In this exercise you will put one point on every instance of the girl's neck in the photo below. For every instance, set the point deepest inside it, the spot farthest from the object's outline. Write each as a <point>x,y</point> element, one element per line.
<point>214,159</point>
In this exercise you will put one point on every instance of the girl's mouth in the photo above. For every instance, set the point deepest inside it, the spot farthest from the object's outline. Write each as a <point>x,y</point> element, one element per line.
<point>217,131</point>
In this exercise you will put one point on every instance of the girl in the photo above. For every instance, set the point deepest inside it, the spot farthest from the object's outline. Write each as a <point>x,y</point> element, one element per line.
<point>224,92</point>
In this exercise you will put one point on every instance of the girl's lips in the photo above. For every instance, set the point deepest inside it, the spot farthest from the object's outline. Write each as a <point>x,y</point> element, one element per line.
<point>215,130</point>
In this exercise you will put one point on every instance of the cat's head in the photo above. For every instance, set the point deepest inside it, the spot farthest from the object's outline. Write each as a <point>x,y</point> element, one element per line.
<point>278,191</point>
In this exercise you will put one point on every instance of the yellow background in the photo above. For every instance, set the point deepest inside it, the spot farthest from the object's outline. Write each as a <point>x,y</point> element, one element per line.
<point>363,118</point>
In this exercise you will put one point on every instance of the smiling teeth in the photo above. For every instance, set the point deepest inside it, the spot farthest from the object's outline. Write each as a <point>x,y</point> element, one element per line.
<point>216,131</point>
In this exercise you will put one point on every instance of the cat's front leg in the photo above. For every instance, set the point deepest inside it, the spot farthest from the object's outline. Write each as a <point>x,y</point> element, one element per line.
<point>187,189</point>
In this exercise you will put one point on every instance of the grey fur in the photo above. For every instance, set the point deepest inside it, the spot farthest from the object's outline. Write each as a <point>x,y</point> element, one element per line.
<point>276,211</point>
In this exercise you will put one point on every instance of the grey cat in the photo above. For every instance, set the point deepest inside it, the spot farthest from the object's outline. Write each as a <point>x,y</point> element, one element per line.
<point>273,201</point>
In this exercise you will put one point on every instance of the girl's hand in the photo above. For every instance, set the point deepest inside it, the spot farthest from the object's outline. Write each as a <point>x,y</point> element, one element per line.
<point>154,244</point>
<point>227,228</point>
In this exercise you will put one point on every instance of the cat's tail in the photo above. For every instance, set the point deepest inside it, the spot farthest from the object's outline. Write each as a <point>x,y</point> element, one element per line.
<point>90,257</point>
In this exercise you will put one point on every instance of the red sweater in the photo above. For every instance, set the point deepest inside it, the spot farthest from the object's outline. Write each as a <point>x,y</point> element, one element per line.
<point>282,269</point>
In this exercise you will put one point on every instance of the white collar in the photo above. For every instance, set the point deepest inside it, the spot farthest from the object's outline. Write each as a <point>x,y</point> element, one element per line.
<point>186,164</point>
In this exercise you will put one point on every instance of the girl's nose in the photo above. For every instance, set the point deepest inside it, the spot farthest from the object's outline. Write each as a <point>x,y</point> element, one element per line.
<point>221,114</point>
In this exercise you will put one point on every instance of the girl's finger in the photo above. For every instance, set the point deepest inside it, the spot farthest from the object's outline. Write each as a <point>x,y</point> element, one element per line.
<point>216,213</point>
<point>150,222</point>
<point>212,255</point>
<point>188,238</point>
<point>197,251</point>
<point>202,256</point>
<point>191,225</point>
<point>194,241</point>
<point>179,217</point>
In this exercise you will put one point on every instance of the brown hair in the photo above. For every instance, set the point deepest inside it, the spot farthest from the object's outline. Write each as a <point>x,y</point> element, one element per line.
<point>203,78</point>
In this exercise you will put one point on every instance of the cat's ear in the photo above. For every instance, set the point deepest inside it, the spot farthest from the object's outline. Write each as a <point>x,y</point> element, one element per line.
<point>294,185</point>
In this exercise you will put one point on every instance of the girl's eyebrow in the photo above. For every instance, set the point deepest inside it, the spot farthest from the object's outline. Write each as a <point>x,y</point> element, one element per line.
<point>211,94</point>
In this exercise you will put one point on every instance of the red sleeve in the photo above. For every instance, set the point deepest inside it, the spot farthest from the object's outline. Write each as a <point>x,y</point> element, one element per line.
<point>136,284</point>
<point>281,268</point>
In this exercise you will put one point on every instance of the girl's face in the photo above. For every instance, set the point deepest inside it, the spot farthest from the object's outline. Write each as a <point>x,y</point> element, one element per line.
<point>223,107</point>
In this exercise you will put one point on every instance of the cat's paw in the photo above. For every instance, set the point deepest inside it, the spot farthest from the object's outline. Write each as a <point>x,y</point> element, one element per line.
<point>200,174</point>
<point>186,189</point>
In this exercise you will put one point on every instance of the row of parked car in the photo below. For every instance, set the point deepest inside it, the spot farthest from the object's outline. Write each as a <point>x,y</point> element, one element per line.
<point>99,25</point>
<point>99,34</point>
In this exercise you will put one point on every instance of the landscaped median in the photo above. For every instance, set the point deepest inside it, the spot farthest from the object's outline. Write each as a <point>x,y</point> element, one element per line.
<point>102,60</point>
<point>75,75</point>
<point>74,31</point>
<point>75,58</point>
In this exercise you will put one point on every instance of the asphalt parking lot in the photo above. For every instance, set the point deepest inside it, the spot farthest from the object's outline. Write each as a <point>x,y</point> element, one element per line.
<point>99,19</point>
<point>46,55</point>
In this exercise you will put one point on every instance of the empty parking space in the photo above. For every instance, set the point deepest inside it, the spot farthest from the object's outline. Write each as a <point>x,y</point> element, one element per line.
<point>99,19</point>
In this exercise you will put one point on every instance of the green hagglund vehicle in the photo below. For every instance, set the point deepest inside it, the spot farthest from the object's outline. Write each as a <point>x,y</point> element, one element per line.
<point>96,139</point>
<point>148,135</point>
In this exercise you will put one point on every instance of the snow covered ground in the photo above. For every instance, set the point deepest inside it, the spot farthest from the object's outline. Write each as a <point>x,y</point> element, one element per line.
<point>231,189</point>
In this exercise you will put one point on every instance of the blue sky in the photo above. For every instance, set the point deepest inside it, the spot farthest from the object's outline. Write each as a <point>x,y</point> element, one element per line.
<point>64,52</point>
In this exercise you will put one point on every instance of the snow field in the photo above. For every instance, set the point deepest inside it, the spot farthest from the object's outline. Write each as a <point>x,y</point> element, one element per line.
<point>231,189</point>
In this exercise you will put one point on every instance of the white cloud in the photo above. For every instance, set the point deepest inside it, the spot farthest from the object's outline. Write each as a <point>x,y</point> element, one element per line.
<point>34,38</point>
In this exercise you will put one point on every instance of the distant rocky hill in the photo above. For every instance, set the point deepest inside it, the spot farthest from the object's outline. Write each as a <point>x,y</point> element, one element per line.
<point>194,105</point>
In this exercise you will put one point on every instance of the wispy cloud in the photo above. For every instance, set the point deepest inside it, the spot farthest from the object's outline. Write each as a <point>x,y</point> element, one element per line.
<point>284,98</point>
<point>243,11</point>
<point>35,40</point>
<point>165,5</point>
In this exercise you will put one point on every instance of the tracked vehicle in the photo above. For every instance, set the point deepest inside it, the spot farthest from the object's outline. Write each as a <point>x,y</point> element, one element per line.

OBJECTIVE » Please repeat every entry above verbatim, with no changes.

THE RESPONSE »
In this exercise you will put one point on every instance of the girl's neck in the photo below. For every instance, set the point deepest inside it, the spot farthest from the object's outline. Write each as a <point>x,y</point> element, one element per line.
<point>214,159</point>
In this exercise you will put one point on every instance of the girl's mouth in the photo above. For every instance, set the point deepest inside it, the spot farthest from the object's outline. Write each as a <point>x,y</point> element, one element per line.
<point>217,131</point>
In this exercise you will put one point on every instance of the girl in the photo above. For every instance, set the point deepest inside it, the spot farthest from the object's outline. Write each as a <point>x,y</point> element, one element per line.
<point>224,92</point>
In this exercise you will put one point on every instance of the girl's lips in the photo above. For every instance, set the point deepest inside it, the spot farthest from the object's outline. Write each as a <point>x,y</point> element, one element per line.
<point>215,130</point>
In this exercise you will put one point on every instance of the cat's head in the photo above. For every instance, set the point deepest inside it, the spot farthest from the object's outline. Write each as a <point>x,y</point> element, one element per line.
<point>278,191</point>
In this exercise you will put one point on every instance of the yellow background in the photo above. For every instance, set the point deepest inside it, the spot farthest from the object's outline. Write each as a <point>x,y</point> element, one element per line.
<point>363,118</point>
In this exercise you will put one point on every instance of the smiling teeth in the photo above. For every instance, set the point deepest inside it, the spot farthest from the object's outline. Write each as a <point>x,y</point> element, one element per line.
<point>216,131</point>
In this exercise you will put one point on every instance of the cat's front leg in the photo above. For every instance, set the point deepest inside it, the spot farthest from the object's outline. Write each as a <point>x,y</point> element, one element per line.
<point>187,189</point>
In this exercise you will put one point on every instance of the grey fur in the photo above. For every instance, set the point deepest inside it, the spot farthest from the object's outline. Write each as a <point>x,y</point> element, one element per line.
<point>276,211</point>
In this exercise you will put one point on every instance of the grey cat in the photo above. For every instance, set the point deepest inside it, the spot farthest from the object's outline. Write each as a <point>x,y</point> element, one element per line.
<point>273,201</point>
In this exercise you will put one point on every instance of the girl's hand in the photo above. For every instance, set the point deepest inside it, the spot farthest from the object's outline. Write each as a <point>x,y</point> element, one element per line.
<point>154,244</point>
<point>227,228</point>
In this exercise you will put one point on every instance of the cat's tail in the photo above. For every instance, set the point deepest inside it, the spot farthest from the object's outline. Write each as a <point>x,y</point> element, one element per line.
<point>90,257</point>
In this exercise you will put one point on every instance of the red sweater in the photo above. For every instance, set the point deepest inside it, the spot farthest from the object's outline. Write each as a <point>x,y</point> element, one element per line.
<point>282,269</point>
In this exercise you will put one point on every instance of the white collar in the photo above. For every instance, set the point deepest inside it, the spot farthest from the object's outline. Write each as a <point>x,y</point> element, one element per line.
<point>186,164</point>
In this exercise you will put one point on every instance of the girl's nose in the photo above. For every instance, set the point deepest inside it, the spot farthest from the object's outline. Write each as a <point>x,y</point> element, one element per line.
<point>221,114</point>
In this exercise you will put one point on every instance of the girl's finger in the photo above. For every instance, set the point deepest inside it, the spot farthest from the object's outline. Write each as a <point>x,y</point> element, one element per line.
<point>216,213</point>
<point>150,222</point>
<point>212,255</point>
<point>188,238</point>
<point>197,251</point>
<point>202,256</point>
<point>191,225</point>
<point>194,241</point>
<point>179,217</point>
In this exercise you will put one point on every instance of the brown hair in the photo above. For every instance, set the point deepest inside it, the spot farthest from the object's outline. Write each as a <point>x,y</point> element, one element per line.
<point>203,78</point>
In this exercise you will put one point on every instance of the cat's ear in the photo above. For every instance, set the point deepest inside it, the spot farthest from the object's outline. Write each as a <point>x,y</point> element, one element per line.
<point>294,185</point>
In this exercise you will put one point on every instance of the girl's eyebrow in the photo above. For every instance, set the point deepest inside it, the spot farthest from the object's outline. Write each as a <point>x,y</point> element, one element per line.
<point>211,94</point>
In this exercise you will put one point on every instance of the red sleeve in the photo above. For every instance, set the point deepest inside it, the spot farthest from the object's outline. Write each as a <point>x,y</point> element, one element per line.
<point>136,284</point>
<point>281,268</point>
In this exercise you will put one point on every instance of the girl's face in the photo above. For every instance, set the point deepest inside it, the spot farthest from the object's outline. Write each as a <point>x,y</point> element, one element per line.
<point>223,107</point>
In this exercise you will put one point on every instance of the cat's paw in the photo above. For every instance, set the point deepest inside it, the spot farthest from the object's outline. Write each as a <point>x,y</point> element, one element per line.
<point>200,174</point>
<point>186,189</point>
In this exercise you will put one point on every instance of the row of parked car in the photo below. For every instance, set the point deepest inside it, the spot farthest from the object's outline. Write each as a <point>x,y</point> element, one element per line.
<point>99,25</point>
<point>99,34</point>
In this exercise you will put one point on every instance of the landscaped median in the photo above. For every instance, set the point deepest inside it, the spot farthest from the object's outline. Write each as a <point>x,y</point> element, one element per line.
<point>102,60</point>
<point>75,75</point>
<point>74,31</point>
<point>75,58</point>
In this exercise you will put one point on every instance of the asphalt parking lot in the photo above. For every instance, set the point deepest inside it, the spot farthest from the object's outline. Write each as a <point>x,y</point> element, one element per line.
<point>99,19</point>
<point>46,55</point>
In this exercise you will put one point on every instance of the empty parking space in the photo above. For every instance, set the point deepest inside it, the spot farthest from the object's outline. Write each as a <point>x,y</point> element, one element per line.
<point>99,19</point>
In this exercise you will put one point on every instance of the green hagglund vehicle in the photo below. For every instance, set the point deepest inside it, the spot farthest from the object's outline. Write each as a <point>x,y</point> element, one element per line.
<point>96,139</point>
<point>148,135</point>
In this exercise you will put one point on every instance of the snow covered ground in the photo above. For every instance, set the point deepest inside it, the spot farthest from the object's outline. Write each as a <point>x,y</point> element, one element per line.
<point>231,189</point>
In this exercise you will put one point on every instance of the blue sky in the photo above. For every instance, set the point deepest inside it, the spot farthest from the object's outline. Write each as a <point>x,y</point> element, one element per line.
<point>64,52</point>
In this exercise you will put one point on every instance of the snow field in the photo above. For every instance, set the point deepest inside it, the spot farthest from the object's outline. Write each as a <point>x,y</point> element, one element per line.
<point>231,189</point>
In this exercise you will put one point on every instance of the white cloud in the photo above. For every instance, set the point deepest inside it, the spot farthest from the object's outline. Write each as a <point>x,y</point> element, one element per line.
<point>34,38</point>
In this exercise you will put one point on every instance of the distant rocky hill in the photo above. For every instance, set the point deepest inside it, the spot farthest from the object's outline. Write each as a <point>x,y</point> element, one element per line.
<point>194,105</point>
In this exercise you will put one point on every instance of the wispy cloud in the photo above. For every instance, set the point deepest inside it, the spot farthest from the object's outline. Write each as a <point>x,y</point> element, one element per line.
<point>284,98</point>
<point>243,11</point>
<point>35,40</point>
<point>165,5</point>
In this exercise you will put one point on every instance of the tracked vehicle in the photo above. For every instance, set the point deepest inside it, the spot farthest from the object's outline. Write each as a <point>x,y</point> element, one element per line.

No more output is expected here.